-- Begin EXCERPT --

The only way I see to be able to trim down the loop to 1 clocks is to change the rdlong so that it can execute in 4 clocks provided the hub window is met.
The loop is specially crafted. It is necessary after the read to allow one instruction to execute before the instruction read is executed (shown here as the nop). Therefore the ADD instruction is required here.
The only instruction where a cog ram write can be executed and is not being done, it the JMP instruction. So if a special instruction which also incremented the rdlong cog address was crafted, we would still have a problem in that there would need to be an instruction executed before rdlong. ie we would need to insert another nop.
So, basically without some major modifications, the LMM loop is not going to be able to be trimmed to 16 clocks
instr NOP RDLONG instr, pc WC ` wc also indicates to increment PC by 4 JMP #instr
The problem with this method is that often the instruction read in will modify the pc, so again a 2 instruction gap is required. Rethinking this... The PC is a separate register, not an immediate S address, so its ok to be modified without an intervening instruction. However, incrementing it then becomes more of a problem.
Ok. Any LMM calls and branches obviously need to exit out of the LMM loop where the PC is modified, appropriately taking into account the currently incremented PC value. Then the LMM loop can be reentered, this introduces extra hub delays during these operations only (as does any load immediate 32 bits). The only other time I think the LMM PC register changes is if you had some self modifying code or a DJNZ touching it perhaps which I think shouldn't be allowed in LMM by the compiler/assembler targeting code for it. Perhaps even DJNZ could potentially be abstracted if there was a limited register set implemented, but it is not really necessary to do so, as you can expand it out to seperate instructions.
Another benefit of the 3 instruction LMM sequence I had above is that is enables immediate access to the hub on the very next cycle for loading a 32 bit immediate value or branch target for example, so you don't waste any hub cycles and can pack things in nicely.
eg. if you had a LMM pseudo instruction which simulates a 32 bit immediate load, something like MOV REG1, #immediate32 for instance, then you could encode this instruction into this COG asm below (you'd have one instance of this code per register in your LMM virtual machine)

-- End EXCERPT --
-- Begin INFORMATION SUPPLIED --

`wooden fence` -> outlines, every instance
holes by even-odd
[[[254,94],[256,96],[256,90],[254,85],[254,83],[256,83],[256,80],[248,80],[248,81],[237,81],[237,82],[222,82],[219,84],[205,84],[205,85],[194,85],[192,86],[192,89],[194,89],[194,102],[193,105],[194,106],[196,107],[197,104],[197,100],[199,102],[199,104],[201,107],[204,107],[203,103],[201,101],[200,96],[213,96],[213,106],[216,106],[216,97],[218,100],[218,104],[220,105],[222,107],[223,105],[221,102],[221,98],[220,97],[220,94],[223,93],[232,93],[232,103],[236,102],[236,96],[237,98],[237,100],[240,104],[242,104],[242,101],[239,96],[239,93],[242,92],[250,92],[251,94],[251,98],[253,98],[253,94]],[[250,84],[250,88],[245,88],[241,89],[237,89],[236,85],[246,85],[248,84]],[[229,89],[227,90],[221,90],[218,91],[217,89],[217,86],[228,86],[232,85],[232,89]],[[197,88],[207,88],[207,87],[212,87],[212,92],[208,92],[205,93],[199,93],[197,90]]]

-- End INFORMATION SUPPLIED --

* [REQUESTS]
1. Can you print the part of the LMM loop text above that begins at the words "The only instruction" and stops after "insert another nop."?
2. Would you proceed with the LMM loop discussion from the point where it stops?

* [TASK-BY-TASK RESULTS]
1.
The only instruction where a cog ram write can be executed and is not being done, it the JMP instruction. So if a special instruction which also incremented the rdlong cog address was crafted, we would still have a problem in that there would need to be an instruction executed before rdlong. ie we would need to insert another nop.

2.
JMP #load32reg1
Which is implemented as
load32reg1 RDLONG reg1, pc
ADD pc, #4
JMP #lmm_loop
Branches (either relative or absolute) fit into a hub cycle and can be implemented as
relativebranch RDLONG temp, pc
ADD pc, temp
JMP #lmmloop
Calls are a little more complex and take 2 further hub cycles if the stack is stored in hub
call RDLONG newpc, pc
SUB stack,#4
ADD pc,#4
WRLONG pc, stack
MOV pc, newpc
JMP #lmmloop
RETURNs are simple and just take the 1 extra hub cycle
PS. I think this example demonstrates that msrobots has a good point about the hub cycle rate. Increasing the number of hub cycles would be of no benefit in the above case as we are fully CPU bound by other operations in between the hub accesses. Ok I guess perhaps you could squeeze a couple more in here and there if you get RDLONG down to 4 clocks instead of the minimum of 7 it needs, but its not a major improvement.
The Prop manual says this ["To get the most efficiency out of Propeller Assembly routines that have to frequently access mutually-exclusive resources, it can be beneficial to interleave non-hub instructions with hub instructions to lessen the number of cycles waiting for the next Hub Access Window. Since most Propeller Assembly instructions take 4 clock cycles, two such instructions can be executed in between otherwise contiguous hub instructions."]
A slot table gives you another control variable in this interleave process.
@Jmg,
Yes. I have read the Prop Manual also. Often.
@Ariba's example with LMM shows that it will work better with LESS hub access, not more. 3 ins between hub access instead of two.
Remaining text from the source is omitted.